**INPUT ROWS:**
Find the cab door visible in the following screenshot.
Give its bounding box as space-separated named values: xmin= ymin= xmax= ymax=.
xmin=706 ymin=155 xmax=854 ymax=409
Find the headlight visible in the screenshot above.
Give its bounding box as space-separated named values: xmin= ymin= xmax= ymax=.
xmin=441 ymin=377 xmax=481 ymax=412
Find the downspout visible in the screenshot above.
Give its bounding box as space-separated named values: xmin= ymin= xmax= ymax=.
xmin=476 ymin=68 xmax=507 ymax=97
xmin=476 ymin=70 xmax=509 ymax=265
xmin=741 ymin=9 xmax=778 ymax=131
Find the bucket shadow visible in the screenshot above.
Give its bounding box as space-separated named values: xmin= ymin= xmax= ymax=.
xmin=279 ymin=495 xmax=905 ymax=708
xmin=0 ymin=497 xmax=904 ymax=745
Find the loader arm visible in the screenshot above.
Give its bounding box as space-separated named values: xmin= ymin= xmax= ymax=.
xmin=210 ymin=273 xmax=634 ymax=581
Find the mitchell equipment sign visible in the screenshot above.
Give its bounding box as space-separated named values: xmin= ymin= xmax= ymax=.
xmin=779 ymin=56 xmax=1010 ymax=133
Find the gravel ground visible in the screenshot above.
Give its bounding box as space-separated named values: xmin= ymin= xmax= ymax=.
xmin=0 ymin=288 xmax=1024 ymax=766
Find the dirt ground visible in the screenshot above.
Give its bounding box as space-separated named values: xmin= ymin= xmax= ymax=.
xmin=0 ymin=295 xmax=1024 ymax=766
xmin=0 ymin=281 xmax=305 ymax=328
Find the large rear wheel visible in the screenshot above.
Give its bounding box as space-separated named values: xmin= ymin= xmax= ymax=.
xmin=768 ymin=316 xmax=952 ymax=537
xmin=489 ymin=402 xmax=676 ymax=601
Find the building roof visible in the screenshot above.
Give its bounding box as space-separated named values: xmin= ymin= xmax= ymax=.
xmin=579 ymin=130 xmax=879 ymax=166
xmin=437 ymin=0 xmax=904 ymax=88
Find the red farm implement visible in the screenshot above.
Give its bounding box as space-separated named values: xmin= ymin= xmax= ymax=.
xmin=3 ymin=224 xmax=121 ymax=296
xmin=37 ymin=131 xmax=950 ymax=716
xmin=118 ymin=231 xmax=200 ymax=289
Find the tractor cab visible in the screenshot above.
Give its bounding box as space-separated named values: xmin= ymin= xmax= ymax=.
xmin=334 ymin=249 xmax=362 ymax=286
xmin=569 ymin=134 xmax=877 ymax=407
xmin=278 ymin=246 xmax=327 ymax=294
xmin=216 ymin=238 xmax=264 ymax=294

**WORK TO COMPLETE:**
Copy out all of the data above, swapping every "visible" for "shown" and leaving the rest unchanged.

**SOLUTION TO THIS EXERCISE:**
Find the cab door shown in the following screenshot.
Give its bounding box as space-separated named values: xmin= ymin= xmax= ymax=.
xmin=706 ymin=155 xmax=854 ymax=409
Find the headlight shown in the screenshot above.
Give its bounding box as space-separated named values: xmin= ymin= xmax= ymax=.
xmin=441 ymin=377 xmax=481 ymax=412
Find the downspout shown in the screenshot above.
Give its bounding box as space-separated named values: xmin= ymin= xmax= ymax=.
xmin=476 ymin=68 xmax=507 ymax=97
xmin=476 ymin=70 xmax=509 ymax=265
xmin=741 ymin=9 xmax=778 ymax=131
Find the bucket shadow shown in the screenshot above.
Give its bounding box as space-separated named values: xmin= ymin= xmax= ymax=.
xmin=279 ymin=495 xmax=905 ymax=708
xmin=0 ymin=497 xmax=904 ymax=745
Find the loader arm shown in the screenshot above.
Give its bounding box as space-separated named values: xmin= ymin= xmax= ymax=.
xmin=210 ymin=273 xmax=634 ymax=581
Find the mitchell equipment sign shown in the screenshot above.
Give its bounding box as space-separated named values: xmin= ymin= xmax= ymax=.
xmin=779 ymin=56 xmax=1010 ymax=133
Find the gravel ground shown in the screenshot above.
Give its bounding box as space-separated named values: xmin= ymin= xmax= ymax=.
xmin=0 ymin=288 xmax=1024 ymax=766
Find the dirt ground shown in the screenshot above.
Give its bounding box as space-separated named values: xmin= ymin= xmax= ymax=.
xmin=0 ymin=295 xmax=1024 ymax=766
xmin=0 ymin=281 xmax=305 ymax=328
Find the large rear wheel shown in the screenshot above.
Give its bounding box as space-separated named values: xmin= ymin= xmax= ymax=.
xmin=768 ymin=316 xmax=952 ymax=537
xmin=489 ymin=402 xmax=676 ymax=601
Find the building roof shown in the screenshot above.
Give its bounding box as space-separated named values: xmin= ymin= xmax= ymax=.
xmin=579 ymin=130 xmax=879 ymax=166
xmin=437 ymin=0 xmax=904 ymax=88
Find the red farm implement shown in the screenshot above.
Give its bounding box as space-separated named values: xmin= ymin= xmax= ymax=.
xmin=3 ymin=224 xmax=121 ymax=296
xmin=37 ymin=131 xmax=950 ymax=716
xmin=118 ymin=231 xmax=200 ymax=289
Find the tractor cab shown in the screenshot above.
Give its bounding box as space-separated named values: xmin= ymin= xmax= ymax=.
xmin=334 ymin=249 xmax=362 ymax=286
xmin=569 ymin=134 xmax=877 ymax=407
xmin=278 ymin=246 xmax=327 ymax=294
xmin=216 ymin=238 xmax=264 ymax=294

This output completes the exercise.